> Aim
Reproduce word for word the part of the borrowed shotgun story below from "The greatest thing" to "squirrel or rabbit.".

> Text section
• • • • • • •

Friday, December 22, 2023

The Borrowed Shotgun


Dad and I, 1958

       I turned eleven years old in October of 1958. When we floated the river in November that year I just sat in the front of the old johnboat, peering over the front of the blind, wishing I could hunt too. Dad said I was still to young and small of stature to carry a shotgun. But when we would float upon a group of mallards, watching those big beautiful greenheads swim out from the bank, uneasily suspicious of that floating blind that concealed us, I would pretend.

       My dad would get close, then turn the boat sideways, drop the paddle and grab his old pump-gun as the ducks would flush.  I knew he wouldn’t miss very often.  Soon we would be picking up two or three mallards to lie on the front of the boat before me, behind the blind, where I would smooth their feathers and marvel at their beauty. I would always wonder what it was like where they had come from... perhaps Canada, the magical far-away wilderness a world away from my beloved river.

       The greatest thing I had ever happened to me occurred just after Thanksgiving, when Dad brought me a borrowed shotgun that he said I could use for awhile.  It was small, loaned to me, he said, by my old friend Bill Stalder.  Ol’ Bill, one of the pool hall regulars, was a great riverman himself, my grandfather’s trapping partner.  I held it and pretended we were floating the river as I aimed it at make-believe flying ducks.  It was a magnificent little 16-gauge single-shot hammer gun, an Iver Johnson, with a shortened stock that just fit me.  It was used of course… a gun made years before I was even born.  But to me, the faded blueing and worn forearm made it even more wondrous. I wondered if someone, grown up by then, had once used it as a boy when it was new, to bring down ducks and quail and a squirrel or rabbit.

       Dad took me out that very day and let me shoot it at cans on a log.  I missed the first one, but hit the next two, and wanted to shoot at more, but shells were too expensive, about 20 cents apiece. When we went out to get a Christmas tree, Dad let me carry it before him with a shell in the barrel, broken down for safety. I got to shoot at a rabbit, but missed.  We hunted ducks each weekend that December, floating the river as we always did. But this time I sat in the front of the boat with my borrowed shotgun, breach closed, and when a flock of mallards jumped before us the recoil nearly pitched me backwards off my seat when I fired. As the flock winged on down the river, I had to ask Dad if I got one.  I hadn’t pulled a feather.

• • • • • • •

> Dataset content
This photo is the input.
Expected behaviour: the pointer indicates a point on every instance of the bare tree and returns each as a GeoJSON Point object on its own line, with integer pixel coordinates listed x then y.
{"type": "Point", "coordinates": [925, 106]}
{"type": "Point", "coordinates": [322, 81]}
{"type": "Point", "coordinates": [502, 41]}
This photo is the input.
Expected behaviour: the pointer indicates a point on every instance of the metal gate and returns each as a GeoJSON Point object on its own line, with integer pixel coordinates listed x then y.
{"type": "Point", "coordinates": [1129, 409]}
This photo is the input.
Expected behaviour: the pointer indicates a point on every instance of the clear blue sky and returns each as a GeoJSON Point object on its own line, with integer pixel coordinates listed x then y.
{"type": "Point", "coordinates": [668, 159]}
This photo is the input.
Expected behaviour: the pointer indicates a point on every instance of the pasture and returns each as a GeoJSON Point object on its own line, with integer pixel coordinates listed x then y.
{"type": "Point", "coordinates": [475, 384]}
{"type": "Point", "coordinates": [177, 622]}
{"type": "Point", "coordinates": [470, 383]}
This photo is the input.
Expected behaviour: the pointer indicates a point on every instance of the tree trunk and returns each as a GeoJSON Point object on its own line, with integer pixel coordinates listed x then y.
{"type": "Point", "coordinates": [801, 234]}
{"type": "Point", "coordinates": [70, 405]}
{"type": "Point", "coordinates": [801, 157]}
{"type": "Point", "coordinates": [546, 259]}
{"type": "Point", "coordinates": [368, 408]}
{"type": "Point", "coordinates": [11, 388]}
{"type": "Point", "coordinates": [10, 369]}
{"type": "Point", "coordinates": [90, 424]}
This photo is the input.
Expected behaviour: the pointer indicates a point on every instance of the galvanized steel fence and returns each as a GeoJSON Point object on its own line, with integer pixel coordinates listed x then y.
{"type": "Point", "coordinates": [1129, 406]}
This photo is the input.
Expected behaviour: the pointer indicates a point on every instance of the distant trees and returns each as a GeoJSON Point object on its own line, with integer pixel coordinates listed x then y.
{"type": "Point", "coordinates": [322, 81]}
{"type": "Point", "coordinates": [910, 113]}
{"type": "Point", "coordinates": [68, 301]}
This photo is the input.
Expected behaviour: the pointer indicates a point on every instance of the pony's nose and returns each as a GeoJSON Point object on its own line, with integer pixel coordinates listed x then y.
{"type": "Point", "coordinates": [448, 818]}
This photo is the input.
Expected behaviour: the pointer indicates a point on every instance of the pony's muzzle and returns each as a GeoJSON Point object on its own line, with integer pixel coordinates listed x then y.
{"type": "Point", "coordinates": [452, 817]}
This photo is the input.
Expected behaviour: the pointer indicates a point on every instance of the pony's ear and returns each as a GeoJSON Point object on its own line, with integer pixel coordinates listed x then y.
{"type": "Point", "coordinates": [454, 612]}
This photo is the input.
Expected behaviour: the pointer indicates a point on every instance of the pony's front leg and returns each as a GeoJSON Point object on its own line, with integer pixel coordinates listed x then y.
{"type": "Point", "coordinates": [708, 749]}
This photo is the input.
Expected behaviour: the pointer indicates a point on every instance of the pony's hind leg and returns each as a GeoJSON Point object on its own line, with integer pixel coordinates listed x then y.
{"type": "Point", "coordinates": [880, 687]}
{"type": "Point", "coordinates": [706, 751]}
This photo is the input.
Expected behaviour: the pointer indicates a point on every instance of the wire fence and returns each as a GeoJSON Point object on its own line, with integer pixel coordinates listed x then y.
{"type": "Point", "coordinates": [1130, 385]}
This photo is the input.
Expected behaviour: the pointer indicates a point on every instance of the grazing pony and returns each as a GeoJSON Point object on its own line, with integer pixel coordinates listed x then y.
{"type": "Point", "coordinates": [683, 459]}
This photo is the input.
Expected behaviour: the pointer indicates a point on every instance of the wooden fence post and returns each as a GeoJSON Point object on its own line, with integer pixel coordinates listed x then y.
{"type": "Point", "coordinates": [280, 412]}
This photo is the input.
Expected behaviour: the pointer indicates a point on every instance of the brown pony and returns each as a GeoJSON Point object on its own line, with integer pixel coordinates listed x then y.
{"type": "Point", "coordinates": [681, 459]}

• • • • • • •

> Completed exercise
The greatest thing I had ever happened to me occurred just after Thanksgiving, when Dad brought me a borrowed shotgun that he said I could use for awhile.  It was small, loaned to me, he said, by my old friend Bill Stalder.  Ol’ Bill, one of the pool hall regulars, was a great riverman himself, my grandfather’s trapping partner.  I held it and pretended we were floating the river as I aimed it at make-believe flying ducks.  It was a magnificent little 16-gauge single-shot hammer gun, an Iver Johnson, with a shortened stock that just fit me.  It was used of course… a gun made years before I was even born.  But to me, the faded blueing and worn forearm made it even more wondrous. I wondered if someone, grown up by then, had once used it as a boy when it was new, to bring down ducks and quail and a squirrel or rabbit.